══ Source data

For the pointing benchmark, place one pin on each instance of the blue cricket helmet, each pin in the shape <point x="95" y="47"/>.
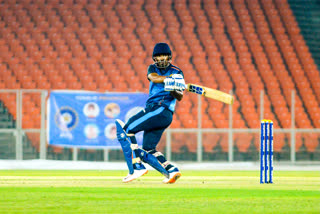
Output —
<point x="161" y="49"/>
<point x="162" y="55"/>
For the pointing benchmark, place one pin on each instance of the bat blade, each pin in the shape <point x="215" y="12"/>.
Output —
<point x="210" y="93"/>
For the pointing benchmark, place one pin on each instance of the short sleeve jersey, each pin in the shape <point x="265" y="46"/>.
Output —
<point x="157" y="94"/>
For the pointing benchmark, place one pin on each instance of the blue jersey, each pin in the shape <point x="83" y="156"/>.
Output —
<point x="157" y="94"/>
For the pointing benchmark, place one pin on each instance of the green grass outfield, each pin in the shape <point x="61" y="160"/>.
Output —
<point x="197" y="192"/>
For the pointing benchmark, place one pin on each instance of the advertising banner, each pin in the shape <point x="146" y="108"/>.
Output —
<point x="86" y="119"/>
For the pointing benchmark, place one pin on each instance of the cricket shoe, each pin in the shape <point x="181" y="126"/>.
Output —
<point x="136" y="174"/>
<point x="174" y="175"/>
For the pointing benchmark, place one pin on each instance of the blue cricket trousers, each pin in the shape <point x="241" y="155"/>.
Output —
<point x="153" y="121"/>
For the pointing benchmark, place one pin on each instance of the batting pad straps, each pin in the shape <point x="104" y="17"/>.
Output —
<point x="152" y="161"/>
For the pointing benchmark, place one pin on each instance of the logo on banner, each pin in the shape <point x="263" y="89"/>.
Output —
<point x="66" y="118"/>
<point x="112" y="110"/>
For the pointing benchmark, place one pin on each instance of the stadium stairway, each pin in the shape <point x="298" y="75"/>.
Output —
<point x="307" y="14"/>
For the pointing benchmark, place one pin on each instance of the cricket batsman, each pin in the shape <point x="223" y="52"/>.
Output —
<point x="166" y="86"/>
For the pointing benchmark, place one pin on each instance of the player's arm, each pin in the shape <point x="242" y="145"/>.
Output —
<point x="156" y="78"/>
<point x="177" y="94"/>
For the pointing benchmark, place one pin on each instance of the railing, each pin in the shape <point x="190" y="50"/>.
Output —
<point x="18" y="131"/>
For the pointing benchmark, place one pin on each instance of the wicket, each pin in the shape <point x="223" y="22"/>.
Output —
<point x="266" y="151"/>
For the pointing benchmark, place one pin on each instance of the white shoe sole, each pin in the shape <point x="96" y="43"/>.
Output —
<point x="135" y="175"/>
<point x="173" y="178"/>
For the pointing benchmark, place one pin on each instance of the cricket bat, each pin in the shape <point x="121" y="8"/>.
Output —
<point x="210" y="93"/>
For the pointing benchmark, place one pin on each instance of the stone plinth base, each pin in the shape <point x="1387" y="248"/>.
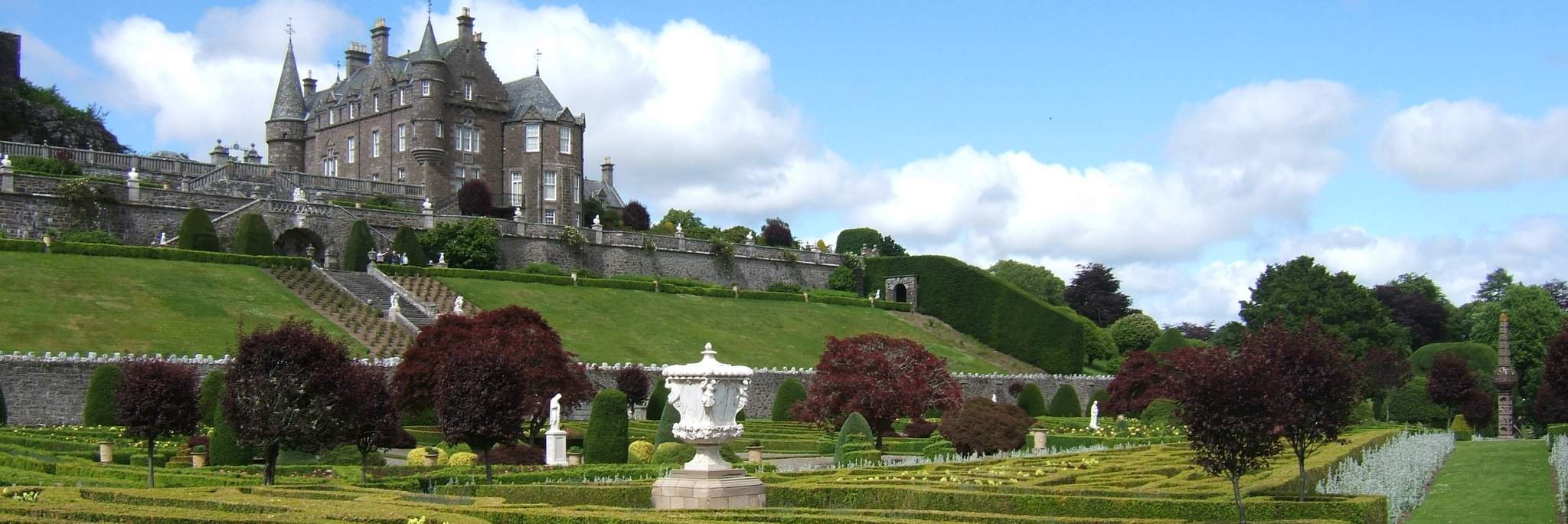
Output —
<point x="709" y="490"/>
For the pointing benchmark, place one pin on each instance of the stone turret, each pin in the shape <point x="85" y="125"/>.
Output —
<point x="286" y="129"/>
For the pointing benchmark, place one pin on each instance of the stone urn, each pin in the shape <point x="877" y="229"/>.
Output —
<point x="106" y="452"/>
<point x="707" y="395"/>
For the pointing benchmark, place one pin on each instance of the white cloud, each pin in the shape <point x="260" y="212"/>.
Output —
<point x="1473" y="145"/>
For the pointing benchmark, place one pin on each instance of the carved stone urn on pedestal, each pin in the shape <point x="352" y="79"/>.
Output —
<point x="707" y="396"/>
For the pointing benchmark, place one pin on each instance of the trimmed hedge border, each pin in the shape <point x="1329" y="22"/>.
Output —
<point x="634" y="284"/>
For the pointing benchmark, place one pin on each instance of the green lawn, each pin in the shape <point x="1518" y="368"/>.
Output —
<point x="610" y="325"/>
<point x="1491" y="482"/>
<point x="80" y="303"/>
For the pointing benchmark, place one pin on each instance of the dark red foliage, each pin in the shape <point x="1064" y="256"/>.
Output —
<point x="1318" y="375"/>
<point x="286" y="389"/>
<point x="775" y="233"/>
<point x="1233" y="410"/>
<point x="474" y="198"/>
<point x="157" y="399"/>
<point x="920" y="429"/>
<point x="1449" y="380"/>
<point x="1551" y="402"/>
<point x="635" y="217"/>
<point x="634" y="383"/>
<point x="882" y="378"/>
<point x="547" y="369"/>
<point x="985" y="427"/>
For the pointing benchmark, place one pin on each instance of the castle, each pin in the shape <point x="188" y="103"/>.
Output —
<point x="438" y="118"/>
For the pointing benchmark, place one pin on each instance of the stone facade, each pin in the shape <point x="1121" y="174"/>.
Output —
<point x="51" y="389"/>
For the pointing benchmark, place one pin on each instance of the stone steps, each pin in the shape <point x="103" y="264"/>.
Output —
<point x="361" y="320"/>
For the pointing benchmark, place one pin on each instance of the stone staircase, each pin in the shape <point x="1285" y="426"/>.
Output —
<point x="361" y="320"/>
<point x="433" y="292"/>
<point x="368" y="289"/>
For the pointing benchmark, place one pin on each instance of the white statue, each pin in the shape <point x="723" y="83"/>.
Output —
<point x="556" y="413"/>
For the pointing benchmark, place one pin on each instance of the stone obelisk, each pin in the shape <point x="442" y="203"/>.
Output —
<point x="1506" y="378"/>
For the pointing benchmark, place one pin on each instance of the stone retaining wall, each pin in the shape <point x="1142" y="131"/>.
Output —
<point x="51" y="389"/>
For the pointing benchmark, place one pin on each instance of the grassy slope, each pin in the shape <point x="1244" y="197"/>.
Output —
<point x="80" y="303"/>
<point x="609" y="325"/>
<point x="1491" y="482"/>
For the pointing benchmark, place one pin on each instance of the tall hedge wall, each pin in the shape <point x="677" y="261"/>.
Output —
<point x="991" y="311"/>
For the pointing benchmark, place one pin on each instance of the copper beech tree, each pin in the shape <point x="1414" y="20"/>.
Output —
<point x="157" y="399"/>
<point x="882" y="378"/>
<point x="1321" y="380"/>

════
══ Source data

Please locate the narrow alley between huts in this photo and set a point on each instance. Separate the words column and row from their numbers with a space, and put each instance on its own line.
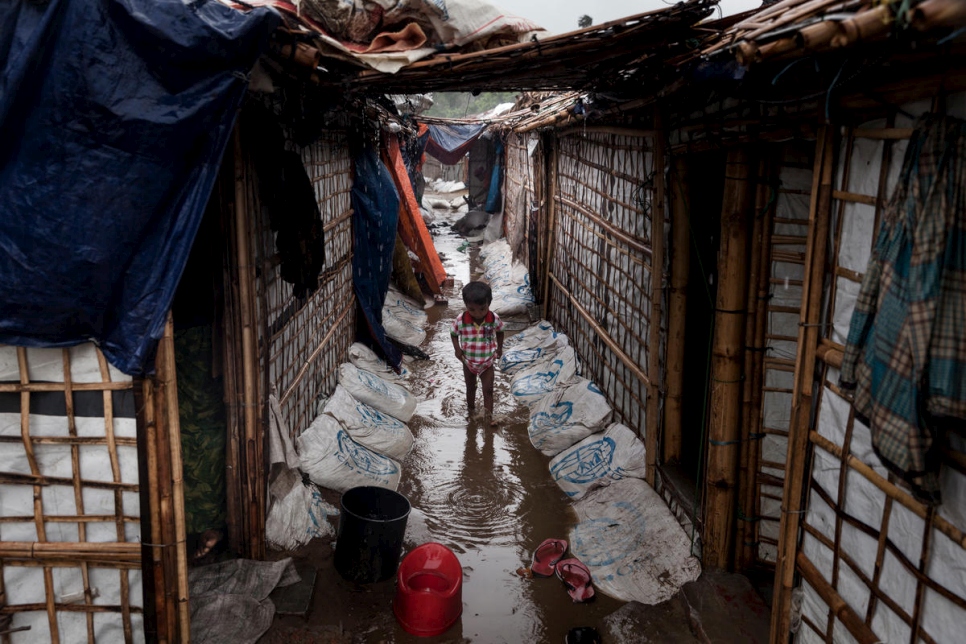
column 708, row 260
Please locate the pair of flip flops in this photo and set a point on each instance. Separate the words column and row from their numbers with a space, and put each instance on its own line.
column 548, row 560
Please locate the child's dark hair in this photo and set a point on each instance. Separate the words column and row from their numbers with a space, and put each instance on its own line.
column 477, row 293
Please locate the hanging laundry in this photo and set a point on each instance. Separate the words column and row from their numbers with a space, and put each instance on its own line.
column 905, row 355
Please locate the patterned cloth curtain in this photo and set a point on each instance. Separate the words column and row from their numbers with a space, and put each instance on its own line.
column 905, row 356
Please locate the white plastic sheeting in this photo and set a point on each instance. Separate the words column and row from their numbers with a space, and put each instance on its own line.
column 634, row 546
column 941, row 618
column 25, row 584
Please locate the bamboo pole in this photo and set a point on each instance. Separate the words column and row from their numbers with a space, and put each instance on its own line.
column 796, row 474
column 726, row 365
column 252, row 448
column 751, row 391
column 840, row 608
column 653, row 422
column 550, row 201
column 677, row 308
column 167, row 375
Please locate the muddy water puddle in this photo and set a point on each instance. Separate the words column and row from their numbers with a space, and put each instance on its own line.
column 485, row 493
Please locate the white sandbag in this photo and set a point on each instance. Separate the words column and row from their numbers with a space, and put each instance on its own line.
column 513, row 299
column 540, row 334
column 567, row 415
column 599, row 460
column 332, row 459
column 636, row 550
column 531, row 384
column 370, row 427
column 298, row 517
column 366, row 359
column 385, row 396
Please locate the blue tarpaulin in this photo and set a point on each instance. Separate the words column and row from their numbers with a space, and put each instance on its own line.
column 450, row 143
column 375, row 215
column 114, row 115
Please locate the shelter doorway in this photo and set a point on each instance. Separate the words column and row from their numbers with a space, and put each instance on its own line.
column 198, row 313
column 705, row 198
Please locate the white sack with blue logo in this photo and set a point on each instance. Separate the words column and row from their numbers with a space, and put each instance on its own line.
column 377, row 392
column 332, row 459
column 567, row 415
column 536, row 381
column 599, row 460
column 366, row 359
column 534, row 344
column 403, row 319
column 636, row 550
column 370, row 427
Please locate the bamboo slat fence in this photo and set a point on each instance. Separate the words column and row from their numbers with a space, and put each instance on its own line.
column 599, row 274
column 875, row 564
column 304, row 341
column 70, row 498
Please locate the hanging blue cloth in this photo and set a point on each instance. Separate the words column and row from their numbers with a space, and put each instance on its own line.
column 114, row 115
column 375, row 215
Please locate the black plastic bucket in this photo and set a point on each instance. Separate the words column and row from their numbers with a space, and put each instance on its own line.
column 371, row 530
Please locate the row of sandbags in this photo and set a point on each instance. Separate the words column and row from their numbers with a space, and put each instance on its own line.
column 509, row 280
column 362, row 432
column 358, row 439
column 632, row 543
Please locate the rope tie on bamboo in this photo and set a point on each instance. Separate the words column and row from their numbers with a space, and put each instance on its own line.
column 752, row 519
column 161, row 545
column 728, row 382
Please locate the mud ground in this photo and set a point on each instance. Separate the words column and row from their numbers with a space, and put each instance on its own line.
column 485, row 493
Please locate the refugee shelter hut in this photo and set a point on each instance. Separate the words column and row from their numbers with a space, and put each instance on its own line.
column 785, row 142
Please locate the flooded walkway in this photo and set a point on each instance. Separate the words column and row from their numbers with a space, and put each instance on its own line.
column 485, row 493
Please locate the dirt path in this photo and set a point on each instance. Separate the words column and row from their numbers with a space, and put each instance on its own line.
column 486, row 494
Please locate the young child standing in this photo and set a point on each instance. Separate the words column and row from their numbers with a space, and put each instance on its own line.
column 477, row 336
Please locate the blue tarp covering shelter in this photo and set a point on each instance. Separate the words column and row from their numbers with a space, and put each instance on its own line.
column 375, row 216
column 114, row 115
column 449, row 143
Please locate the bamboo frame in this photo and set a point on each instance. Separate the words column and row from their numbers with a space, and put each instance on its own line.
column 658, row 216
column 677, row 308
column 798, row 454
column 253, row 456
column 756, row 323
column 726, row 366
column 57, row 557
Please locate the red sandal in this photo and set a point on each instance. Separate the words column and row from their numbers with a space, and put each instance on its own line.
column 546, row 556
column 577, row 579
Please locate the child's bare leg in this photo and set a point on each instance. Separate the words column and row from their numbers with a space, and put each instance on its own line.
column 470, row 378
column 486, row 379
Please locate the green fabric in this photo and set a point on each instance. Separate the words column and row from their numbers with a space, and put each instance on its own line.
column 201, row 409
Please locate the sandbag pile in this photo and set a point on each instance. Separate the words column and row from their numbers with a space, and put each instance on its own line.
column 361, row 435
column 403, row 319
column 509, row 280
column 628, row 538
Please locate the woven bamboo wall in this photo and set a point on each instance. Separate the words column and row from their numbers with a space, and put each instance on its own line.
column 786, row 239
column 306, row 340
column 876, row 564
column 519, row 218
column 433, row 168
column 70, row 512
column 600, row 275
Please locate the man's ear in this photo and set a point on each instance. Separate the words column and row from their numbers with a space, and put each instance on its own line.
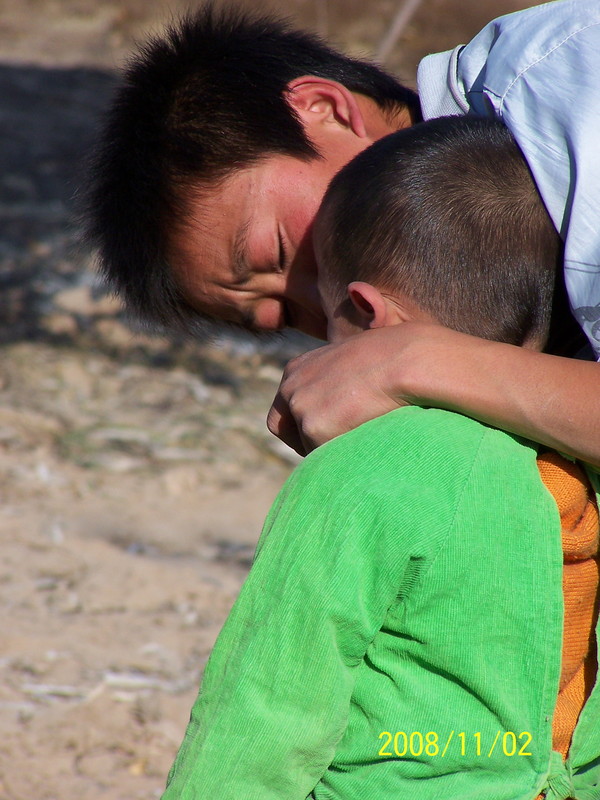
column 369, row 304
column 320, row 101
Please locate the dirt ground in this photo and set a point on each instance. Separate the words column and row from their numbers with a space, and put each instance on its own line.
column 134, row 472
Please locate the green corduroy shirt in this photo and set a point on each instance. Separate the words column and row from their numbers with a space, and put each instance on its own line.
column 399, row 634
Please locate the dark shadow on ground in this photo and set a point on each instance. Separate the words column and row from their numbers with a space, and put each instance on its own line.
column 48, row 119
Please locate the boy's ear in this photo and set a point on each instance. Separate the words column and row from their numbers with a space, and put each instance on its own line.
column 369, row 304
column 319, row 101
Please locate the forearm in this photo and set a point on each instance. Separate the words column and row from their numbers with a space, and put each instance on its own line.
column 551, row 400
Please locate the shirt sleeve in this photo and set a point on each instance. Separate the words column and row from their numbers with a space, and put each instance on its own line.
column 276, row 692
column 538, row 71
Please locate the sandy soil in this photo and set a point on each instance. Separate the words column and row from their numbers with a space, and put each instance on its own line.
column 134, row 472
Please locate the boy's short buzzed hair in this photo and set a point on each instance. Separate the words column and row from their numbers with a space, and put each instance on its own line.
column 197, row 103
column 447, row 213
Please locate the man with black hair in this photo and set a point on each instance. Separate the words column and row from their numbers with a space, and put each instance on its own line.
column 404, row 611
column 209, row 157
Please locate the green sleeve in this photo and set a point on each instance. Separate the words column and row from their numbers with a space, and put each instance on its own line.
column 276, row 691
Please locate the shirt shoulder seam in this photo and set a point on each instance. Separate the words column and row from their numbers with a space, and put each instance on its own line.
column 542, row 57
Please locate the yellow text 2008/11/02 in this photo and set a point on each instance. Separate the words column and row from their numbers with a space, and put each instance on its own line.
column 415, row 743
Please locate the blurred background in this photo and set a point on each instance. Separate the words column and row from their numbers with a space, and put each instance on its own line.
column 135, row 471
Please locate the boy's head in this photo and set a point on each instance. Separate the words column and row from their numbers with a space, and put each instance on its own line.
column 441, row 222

════
══ Source data

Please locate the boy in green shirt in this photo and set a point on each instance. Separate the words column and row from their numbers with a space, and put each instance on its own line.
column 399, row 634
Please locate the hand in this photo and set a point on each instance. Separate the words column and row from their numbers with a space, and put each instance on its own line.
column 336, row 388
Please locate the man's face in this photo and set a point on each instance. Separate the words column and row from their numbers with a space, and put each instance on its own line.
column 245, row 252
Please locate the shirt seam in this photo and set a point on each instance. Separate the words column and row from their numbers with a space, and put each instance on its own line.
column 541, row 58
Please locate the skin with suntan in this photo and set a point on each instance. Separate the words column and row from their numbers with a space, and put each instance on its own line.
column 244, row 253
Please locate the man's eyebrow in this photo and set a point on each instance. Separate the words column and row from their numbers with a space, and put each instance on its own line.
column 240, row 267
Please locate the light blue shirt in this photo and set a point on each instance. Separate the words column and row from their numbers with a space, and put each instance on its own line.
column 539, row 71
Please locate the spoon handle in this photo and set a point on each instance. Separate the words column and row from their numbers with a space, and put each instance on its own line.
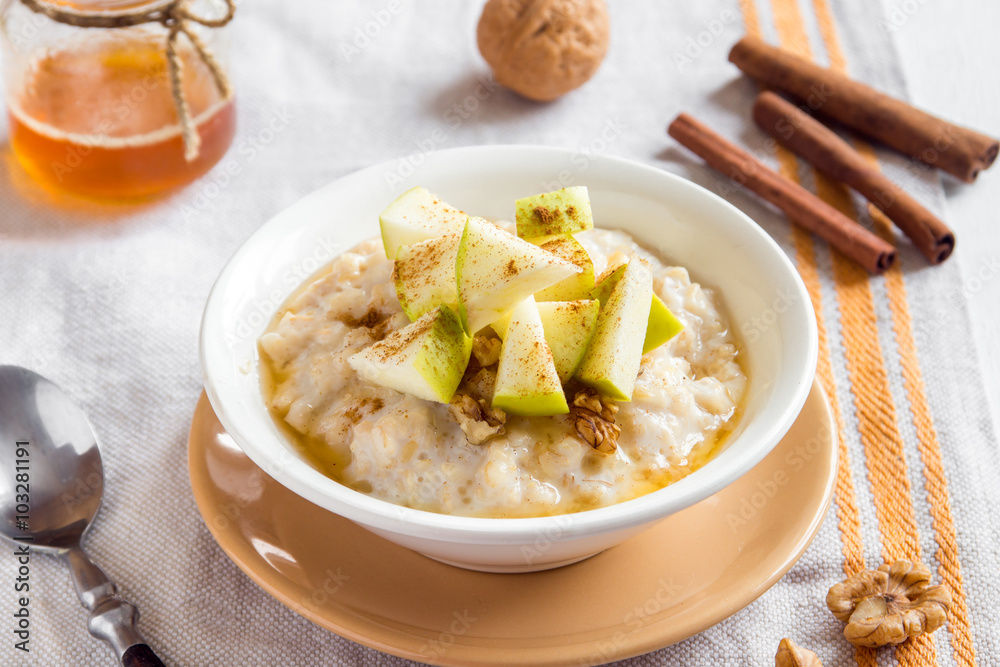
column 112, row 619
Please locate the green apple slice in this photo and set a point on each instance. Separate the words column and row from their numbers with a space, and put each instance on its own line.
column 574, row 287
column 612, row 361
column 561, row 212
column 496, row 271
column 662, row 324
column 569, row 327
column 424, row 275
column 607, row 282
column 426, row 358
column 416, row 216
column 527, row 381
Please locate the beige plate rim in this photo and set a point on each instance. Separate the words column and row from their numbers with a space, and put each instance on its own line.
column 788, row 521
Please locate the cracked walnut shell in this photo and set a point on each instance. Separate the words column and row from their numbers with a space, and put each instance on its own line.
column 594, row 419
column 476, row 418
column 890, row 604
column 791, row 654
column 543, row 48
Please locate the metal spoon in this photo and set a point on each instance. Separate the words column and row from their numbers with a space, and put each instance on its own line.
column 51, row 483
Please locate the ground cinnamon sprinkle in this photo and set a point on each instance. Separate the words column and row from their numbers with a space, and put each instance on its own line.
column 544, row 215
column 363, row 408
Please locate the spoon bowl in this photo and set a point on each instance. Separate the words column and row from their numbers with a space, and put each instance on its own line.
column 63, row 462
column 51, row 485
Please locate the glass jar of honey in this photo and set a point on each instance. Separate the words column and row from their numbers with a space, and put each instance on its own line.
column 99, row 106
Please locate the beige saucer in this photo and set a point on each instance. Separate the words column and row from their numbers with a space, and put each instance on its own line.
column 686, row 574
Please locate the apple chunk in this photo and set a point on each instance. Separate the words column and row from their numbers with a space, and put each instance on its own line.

════

▶ [What to do] Please return each line above that contains the word "logo", matching case exactly.

▶ [Expected output]
For the pointing benchmark, place one pin on each instance of the logo on banner, each pin in the shape <point x="263" y="89"/>.
Please locate the white sack with blue logo in this photo and set a point on each instance. Separate the words column and row from their numbers with a space, and put each instance on its own line.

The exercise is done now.